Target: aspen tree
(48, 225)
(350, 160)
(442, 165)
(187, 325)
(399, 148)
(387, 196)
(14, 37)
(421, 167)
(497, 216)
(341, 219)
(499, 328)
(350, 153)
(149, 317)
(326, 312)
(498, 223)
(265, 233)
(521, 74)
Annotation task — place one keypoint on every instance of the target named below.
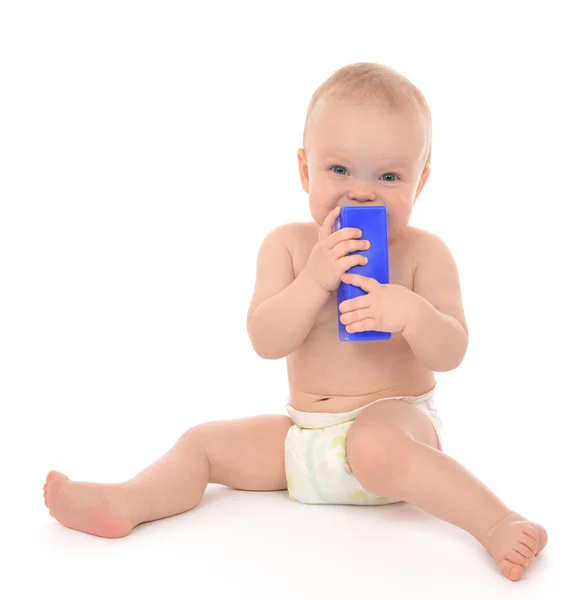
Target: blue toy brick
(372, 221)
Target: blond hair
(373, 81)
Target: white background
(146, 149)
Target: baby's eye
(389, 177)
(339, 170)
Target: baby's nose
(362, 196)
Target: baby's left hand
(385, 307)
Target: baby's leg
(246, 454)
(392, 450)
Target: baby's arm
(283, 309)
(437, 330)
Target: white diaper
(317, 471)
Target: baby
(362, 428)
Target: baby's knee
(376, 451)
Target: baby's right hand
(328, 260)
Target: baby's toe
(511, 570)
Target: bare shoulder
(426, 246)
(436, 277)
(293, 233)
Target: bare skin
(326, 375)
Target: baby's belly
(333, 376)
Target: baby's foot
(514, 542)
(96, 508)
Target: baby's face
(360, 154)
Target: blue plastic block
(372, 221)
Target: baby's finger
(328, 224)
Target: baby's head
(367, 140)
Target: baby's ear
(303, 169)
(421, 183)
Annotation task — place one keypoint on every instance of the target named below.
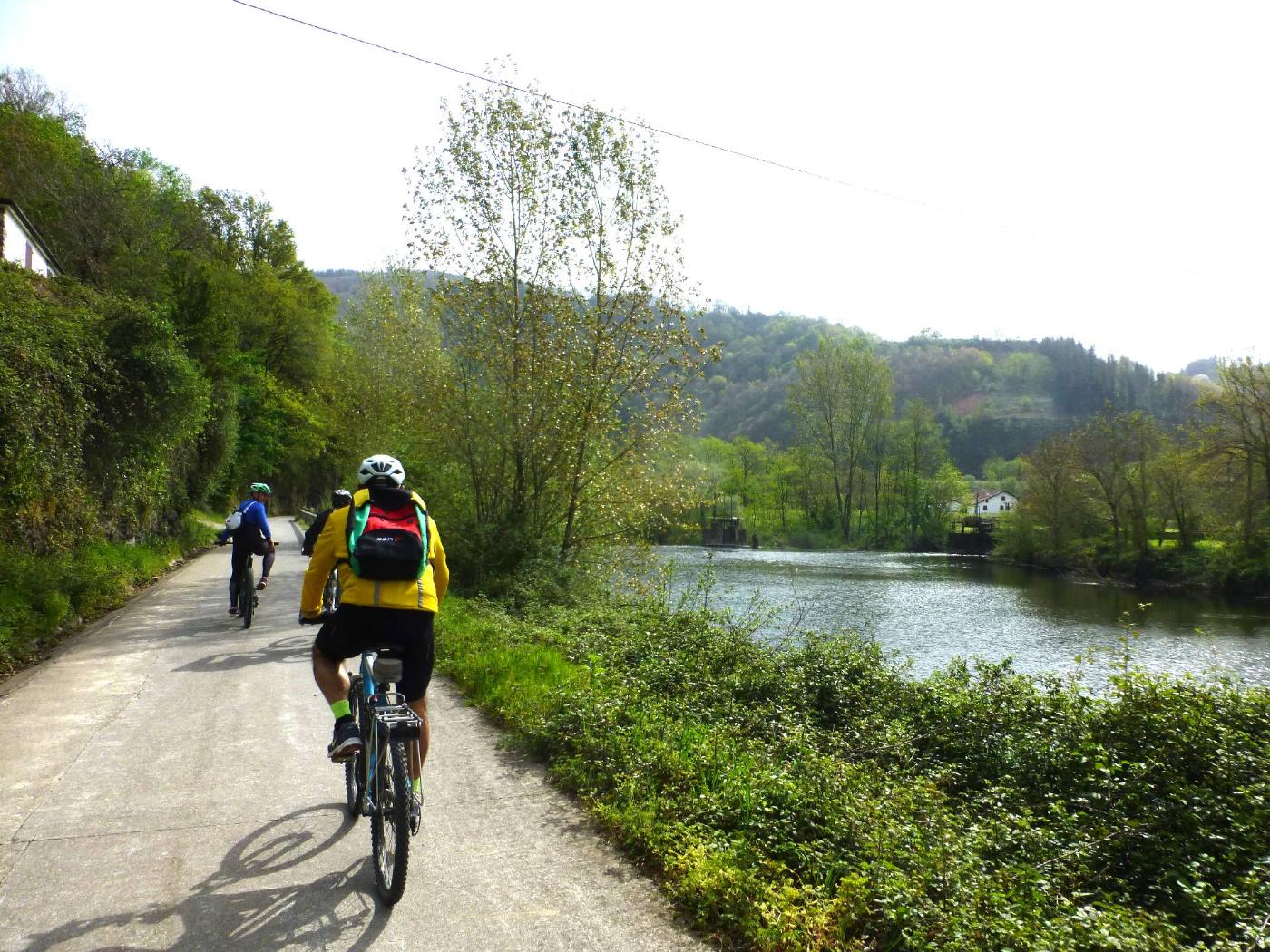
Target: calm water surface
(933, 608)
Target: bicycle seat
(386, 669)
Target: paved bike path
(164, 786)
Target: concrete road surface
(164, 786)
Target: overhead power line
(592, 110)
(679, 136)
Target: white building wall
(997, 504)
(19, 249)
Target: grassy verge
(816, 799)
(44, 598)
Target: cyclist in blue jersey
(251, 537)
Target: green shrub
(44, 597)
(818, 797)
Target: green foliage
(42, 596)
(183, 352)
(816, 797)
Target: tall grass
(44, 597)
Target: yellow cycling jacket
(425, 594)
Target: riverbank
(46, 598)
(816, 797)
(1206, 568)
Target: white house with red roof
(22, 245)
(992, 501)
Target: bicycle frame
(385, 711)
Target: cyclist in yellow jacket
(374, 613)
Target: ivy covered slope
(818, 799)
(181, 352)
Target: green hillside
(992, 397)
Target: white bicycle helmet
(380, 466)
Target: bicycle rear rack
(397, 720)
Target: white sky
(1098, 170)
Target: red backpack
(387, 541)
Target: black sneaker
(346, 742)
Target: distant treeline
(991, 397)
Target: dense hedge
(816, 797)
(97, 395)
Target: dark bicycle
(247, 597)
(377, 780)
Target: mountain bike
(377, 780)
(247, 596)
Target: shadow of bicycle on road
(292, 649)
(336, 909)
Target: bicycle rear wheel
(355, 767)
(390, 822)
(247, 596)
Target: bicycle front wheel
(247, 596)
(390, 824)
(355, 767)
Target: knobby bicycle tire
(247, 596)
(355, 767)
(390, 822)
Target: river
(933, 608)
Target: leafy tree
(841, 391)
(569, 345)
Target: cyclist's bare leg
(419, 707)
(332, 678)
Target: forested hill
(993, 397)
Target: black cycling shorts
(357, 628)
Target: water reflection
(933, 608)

● ● ● ● ●

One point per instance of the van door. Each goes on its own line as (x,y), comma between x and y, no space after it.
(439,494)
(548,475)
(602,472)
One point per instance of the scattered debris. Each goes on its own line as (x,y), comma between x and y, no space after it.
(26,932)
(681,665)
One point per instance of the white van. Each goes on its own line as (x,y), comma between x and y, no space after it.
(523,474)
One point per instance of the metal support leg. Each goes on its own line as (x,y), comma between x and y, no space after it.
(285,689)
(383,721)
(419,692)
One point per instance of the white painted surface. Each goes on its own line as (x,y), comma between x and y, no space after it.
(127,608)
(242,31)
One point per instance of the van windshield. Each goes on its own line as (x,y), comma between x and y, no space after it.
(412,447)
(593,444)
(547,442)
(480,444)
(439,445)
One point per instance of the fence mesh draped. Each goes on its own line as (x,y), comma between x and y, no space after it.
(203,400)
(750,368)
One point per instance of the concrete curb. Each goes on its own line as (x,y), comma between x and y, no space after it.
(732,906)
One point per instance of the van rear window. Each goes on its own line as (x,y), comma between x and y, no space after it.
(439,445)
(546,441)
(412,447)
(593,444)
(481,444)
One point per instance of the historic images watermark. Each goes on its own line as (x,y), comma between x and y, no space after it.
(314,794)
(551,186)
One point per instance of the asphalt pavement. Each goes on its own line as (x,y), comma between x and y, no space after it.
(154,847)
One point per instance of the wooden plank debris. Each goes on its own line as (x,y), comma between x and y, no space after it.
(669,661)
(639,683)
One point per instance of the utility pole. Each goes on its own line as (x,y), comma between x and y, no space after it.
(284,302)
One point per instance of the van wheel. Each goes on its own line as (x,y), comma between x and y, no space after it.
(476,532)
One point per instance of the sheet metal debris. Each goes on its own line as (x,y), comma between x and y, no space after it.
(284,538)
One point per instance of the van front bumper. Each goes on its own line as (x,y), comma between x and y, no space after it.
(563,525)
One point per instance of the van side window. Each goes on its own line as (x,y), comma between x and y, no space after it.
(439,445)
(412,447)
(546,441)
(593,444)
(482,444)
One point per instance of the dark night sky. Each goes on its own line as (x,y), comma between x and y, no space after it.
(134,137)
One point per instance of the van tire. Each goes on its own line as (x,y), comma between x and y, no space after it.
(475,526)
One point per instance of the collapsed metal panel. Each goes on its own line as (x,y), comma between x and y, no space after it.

● ● ● ● ●

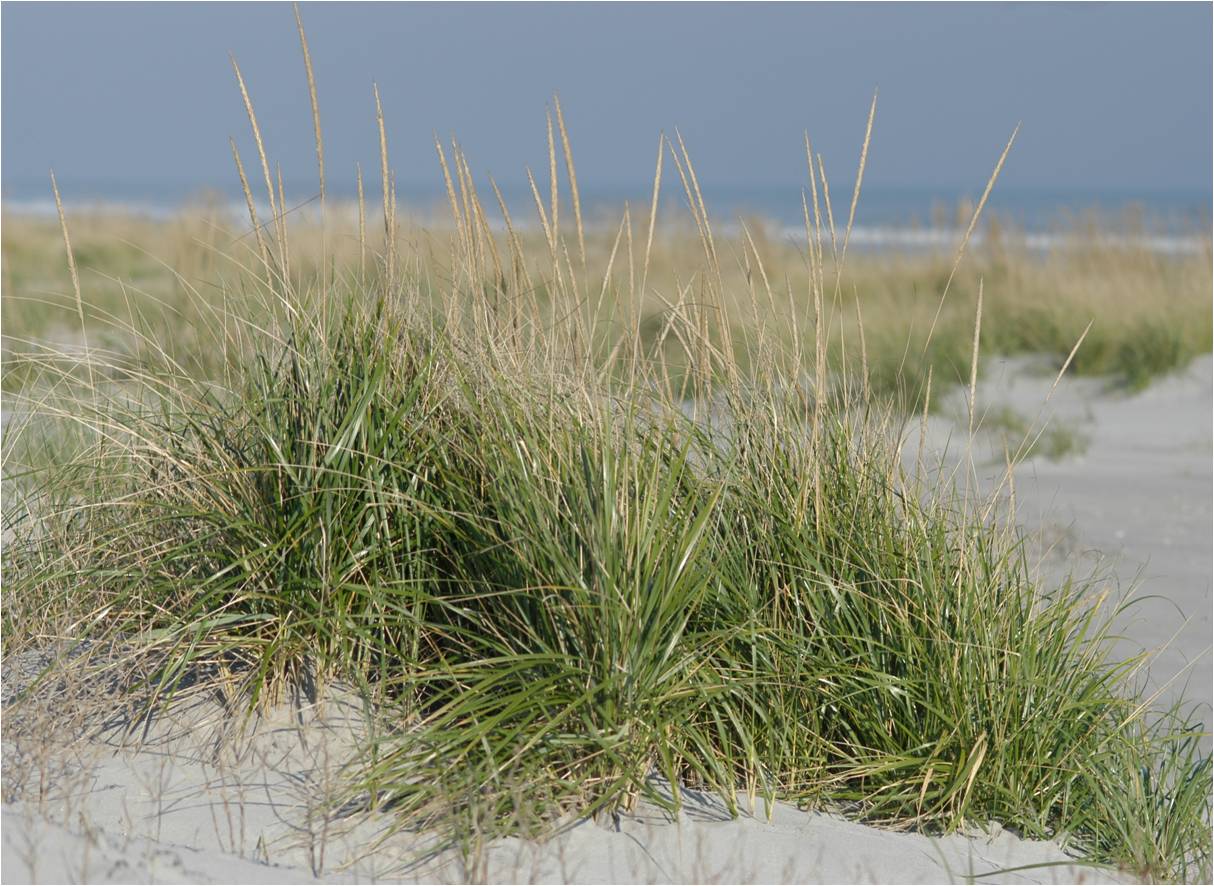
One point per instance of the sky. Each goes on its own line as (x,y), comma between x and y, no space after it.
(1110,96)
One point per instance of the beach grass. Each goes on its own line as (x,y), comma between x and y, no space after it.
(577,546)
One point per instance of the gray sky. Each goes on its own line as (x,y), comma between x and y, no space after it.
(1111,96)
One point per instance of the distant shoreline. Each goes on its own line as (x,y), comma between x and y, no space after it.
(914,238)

● ● ● ● ●

# GIVEN PROBLEM:
Return every line above that contains the word "concrete".

# THE SOLUTION:
Target: concrete road surface
One point per instance of the concrete curb. Each goes on its own line as (x,y), comma between x and y, no space after it.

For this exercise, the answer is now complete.